■ EXCERPT TO READ
•••
Hiroshi Sugimoto (杉本博司, Sugimoto Hiroshi) is a Japanese photographer and architect. He leads the Tokyo-based architectural firm New Material Research Laboratory.

==Early life and education==
Hiroshi Sugimoto was born and raised in Tokyo, Japan. He reportedly took his earliest photographs in high school, photographing film footage of Audrey Hepburn as it played in a movie theater. In 1970, Sugimoto studied politics and sociology at Rikkyō University in Tokyo. In 1974, he retrained as an artist and received his BFA at the Art Center College of Design, Pasadena, California. Afterwards, Sugimoto settled in New York City. He soon started working as a dealer of Japanese antiquities in Soho.

==Photography==
Sugimoto has spoken of his work as an expression of 'time exposed', or photographs serving as a time capsule for a series of events in time. His work also focuses on transience of life, and the conflict between life and death.

The conceptual and philosophical aspects of Sugimoto's work are deeply influenced by the writings and works of Marcel Duchamp, as well as the Dadaist and Surrealist movements as a whole. He has also expressed a great deal of interest in late 20th century modern architecture.
•••
■ EXTRACTED DATA
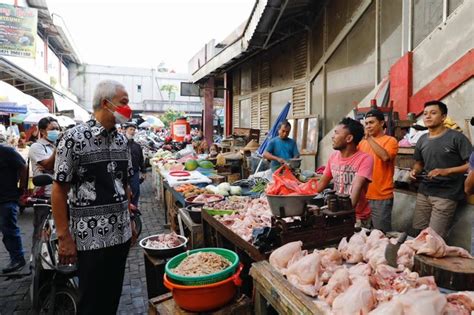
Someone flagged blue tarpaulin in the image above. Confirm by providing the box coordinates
[257,102,291,155]
[0,102,28,114]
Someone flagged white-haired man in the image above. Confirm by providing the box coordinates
[52,81,135,314]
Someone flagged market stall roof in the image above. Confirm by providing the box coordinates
[192,0,326,83]
[26,0,81,65]
[0,81,48,114]
[53,93,90,122]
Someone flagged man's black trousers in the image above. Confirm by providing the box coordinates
[77,240,130,315]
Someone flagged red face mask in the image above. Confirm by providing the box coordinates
[107,100,132,124]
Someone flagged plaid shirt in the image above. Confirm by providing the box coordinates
[54,120,133,250]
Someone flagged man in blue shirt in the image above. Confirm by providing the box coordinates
[263,120,300,171]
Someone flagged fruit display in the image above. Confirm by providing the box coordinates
[184,159,199,171]
[175,184,207,198]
•••
■ TASK SET
[1] According to the passage on Hiroshi Sugimoto, at which school did he receive his BFA?
[2] Resume the passage on Hiroshi Sugimoto after its last sentence.
The records are not required for this work.

■ ANSWERS TO THE PROBLEMS
[1] He received it at the Art Center College of Design in Pasadena, California.

[2]
His use of an 8×10 large-format camera and extremely long exposures has garnered Sugimoto a reputation as a photographer of highly skilled technical ability.

===Dioramas, In Praise of Shadows and Portraits===
Sugimoto began his work with Dioramas in 1976, a series in which he photographed displays in natural history museums. (A polar bear on a fake ice floe contemplates his fresh-killed seal; vultures fight over carrion in front of painted skies; exotic monkeys hoot in a plastic jungle.) Initially the pictures were shot at the American Museum of Natural History, a place he returned to later for dioramas in 1982, 1994, and 2012. Many of the earlier silver gelatin prints – including Polar Bear (1976), his first photograph from the Diorama series – present animals. The assumption that cameras show reality tricks many viewers into assuming the animals in the photos are real until they examine the pictures carefully. His later work in 2012 – including Mixed Deciduous Forest and Olympic Rain Forest – focus on natural landscapes rather than diorammas.

In Praise of Shadows (1998) is a series of photographs based on Gerhard Richter's paintings of burning candles.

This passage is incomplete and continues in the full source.